** START TEXT EXTRACT **

Marketing Research: How marketing allows businesses to see the competitive landscape
        First, let us consider the American Marketing Association’s definition of Marketing Research:

Marketing research is the function that links the consumer, customer, and public to the marketer through information -- information used to identify and define marketing opportunities and problems; generate, refine, and evaluate marketing actions; monitor marketing performance; and improve understanding of marketing as a process. Marketing research specifies the information required to address these issues, designs the method for collecting information, manages and implements the data collection process, analyzes the results, and communicates the findings and their implications.

** END TEXT EXTRACT **
** START ROWS **

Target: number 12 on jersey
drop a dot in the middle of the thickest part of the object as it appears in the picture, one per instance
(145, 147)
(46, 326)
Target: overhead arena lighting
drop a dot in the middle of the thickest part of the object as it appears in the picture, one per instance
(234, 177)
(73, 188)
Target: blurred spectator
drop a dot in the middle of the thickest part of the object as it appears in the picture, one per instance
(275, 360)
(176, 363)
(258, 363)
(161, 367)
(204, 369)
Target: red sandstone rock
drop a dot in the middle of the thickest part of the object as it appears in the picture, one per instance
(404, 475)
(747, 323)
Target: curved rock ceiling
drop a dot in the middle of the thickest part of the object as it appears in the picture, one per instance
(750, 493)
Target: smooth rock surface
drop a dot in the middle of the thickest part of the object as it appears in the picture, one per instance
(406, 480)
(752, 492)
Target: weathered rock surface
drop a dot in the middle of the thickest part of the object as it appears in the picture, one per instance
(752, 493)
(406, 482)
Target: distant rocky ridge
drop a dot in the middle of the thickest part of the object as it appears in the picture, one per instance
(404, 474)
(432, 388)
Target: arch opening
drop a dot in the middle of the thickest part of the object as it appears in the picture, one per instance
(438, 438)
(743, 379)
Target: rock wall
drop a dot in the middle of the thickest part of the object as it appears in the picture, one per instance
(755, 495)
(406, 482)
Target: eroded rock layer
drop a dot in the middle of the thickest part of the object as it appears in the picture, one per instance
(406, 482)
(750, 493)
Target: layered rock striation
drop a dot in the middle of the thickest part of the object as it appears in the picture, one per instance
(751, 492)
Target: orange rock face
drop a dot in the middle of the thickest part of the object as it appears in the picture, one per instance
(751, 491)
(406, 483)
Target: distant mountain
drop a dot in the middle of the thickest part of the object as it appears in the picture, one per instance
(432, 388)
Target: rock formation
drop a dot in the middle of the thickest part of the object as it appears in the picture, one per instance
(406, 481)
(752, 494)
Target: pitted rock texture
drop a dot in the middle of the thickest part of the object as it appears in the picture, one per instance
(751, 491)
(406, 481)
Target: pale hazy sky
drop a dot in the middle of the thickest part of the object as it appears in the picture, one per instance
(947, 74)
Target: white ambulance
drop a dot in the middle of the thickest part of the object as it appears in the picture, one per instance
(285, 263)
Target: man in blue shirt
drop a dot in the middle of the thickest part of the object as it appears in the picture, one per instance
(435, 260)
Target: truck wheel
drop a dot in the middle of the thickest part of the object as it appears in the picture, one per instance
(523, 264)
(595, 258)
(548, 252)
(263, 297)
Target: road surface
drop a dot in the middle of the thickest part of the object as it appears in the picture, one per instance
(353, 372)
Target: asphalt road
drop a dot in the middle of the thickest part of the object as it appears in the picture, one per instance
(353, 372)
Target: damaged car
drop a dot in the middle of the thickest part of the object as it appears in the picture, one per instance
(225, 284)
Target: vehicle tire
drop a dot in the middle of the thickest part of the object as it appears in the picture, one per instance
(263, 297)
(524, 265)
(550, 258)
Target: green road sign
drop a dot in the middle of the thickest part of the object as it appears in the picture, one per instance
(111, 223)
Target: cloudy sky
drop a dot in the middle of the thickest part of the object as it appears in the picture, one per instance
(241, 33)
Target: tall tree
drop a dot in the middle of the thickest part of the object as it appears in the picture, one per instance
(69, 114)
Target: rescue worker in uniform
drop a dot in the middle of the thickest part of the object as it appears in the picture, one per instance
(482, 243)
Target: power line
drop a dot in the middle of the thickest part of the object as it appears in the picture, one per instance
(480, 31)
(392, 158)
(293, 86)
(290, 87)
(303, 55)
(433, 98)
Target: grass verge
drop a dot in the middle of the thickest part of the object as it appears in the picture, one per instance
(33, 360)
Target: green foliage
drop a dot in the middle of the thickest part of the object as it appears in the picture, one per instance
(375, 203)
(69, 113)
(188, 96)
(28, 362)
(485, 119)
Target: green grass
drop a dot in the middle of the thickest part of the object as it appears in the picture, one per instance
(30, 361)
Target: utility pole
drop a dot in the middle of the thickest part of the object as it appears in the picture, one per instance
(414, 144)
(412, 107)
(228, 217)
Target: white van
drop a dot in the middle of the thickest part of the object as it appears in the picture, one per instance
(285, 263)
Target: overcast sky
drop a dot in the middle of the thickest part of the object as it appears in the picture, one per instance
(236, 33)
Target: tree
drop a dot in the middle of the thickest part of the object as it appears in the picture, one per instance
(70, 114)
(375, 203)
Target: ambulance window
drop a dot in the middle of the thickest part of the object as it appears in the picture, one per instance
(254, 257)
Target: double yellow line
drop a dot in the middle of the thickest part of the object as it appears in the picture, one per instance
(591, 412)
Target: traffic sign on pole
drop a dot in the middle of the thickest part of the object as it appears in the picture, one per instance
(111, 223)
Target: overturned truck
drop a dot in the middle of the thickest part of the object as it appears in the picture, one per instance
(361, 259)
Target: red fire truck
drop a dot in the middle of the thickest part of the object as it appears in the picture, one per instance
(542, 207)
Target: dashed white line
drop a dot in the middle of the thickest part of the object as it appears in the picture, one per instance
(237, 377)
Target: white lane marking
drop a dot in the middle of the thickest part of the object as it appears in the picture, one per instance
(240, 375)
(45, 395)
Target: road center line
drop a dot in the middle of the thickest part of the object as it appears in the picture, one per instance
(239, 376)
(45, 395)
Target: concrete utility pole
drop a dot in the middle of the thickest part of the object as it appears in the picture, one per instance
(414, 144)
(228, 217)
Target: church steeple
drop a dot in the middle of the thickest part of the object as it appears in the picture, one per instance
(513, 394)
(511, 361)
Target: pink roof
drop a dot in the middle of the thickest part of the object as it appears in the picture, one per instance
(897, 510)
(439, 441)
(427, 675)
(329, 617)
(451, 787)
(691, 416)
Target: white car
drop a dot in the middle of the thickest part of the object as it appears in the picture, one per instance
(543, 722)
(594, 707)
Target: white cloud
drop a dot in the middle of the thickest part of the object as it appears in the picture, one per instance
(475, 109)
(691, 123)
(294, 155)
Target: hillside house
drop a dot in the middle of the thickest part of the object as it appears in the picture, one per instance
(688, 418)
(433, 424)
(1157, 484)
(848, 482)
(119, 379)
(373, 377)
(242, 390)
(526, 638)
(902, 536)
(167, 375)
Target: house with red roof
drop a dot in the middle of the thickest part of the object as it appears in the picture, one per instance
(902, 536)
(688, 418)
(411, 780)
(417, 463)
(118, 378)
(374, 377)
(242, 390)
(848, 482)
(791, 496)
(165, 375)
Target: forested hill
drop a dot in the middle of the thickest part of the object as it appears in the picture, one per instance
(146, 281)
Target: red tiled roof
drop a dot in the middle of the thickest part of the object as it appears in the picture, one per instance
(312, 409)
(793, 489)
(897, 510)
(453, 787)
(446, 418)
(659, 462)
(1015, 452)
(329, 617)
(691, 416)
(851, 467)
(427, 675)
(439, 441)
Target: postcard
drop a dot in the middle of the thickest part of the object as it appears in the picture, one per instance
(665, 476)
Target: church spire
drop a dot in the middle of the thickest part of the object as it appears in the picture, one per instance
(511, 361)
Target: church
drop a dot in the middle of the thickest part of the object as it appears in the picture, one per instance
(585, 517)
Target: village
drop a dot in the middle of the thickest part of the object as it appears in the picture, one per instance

** END ROWS **

DIRECTIVES:
1. Condense the paragraph of the marketing research extract beginning "Marketing research is the function" into a bulleted list that keeps its main facts.
2. Quote the marketing research extract word for word from "Marketing Research: How" to "and their implications.".
The listing after the marketing research extract is unrelated material.

SOLUTIONS PER TASK:
1.
- Marketing research links the consumer, customer, and public to the marketer through information.
- This information is used to:
  - identify and define marketing opportunities and problems
  - generate, refine, and evaluate marketing actions
  - monitor marketing performance
  - improve understanding of marketing as a process
- Marketing research:
  - specifies the information needed for these issues
  - designs the collection method
  - manages and implements data collection
  - analyzes the results
  - communicates the findings and their implications

2.
Marketing Research: How marketing allows businesses to see the competitive landscape
        First, let us consider the American Marketing Association’s definition of Marketing Research:

Marketing research is the function that links the consumer, customer, and public to the marketer through information -- information used to identify and define marketing opportunities and problems; generate, refine, and evaluate marketing actions; monitor marketing performance; and improve understanding of marketing as a process. Marketing research specifies the information required to address these issues, designs the method for collecting information, manages and implements the data collection process, analyzes the results, and communicates the findings and their implications.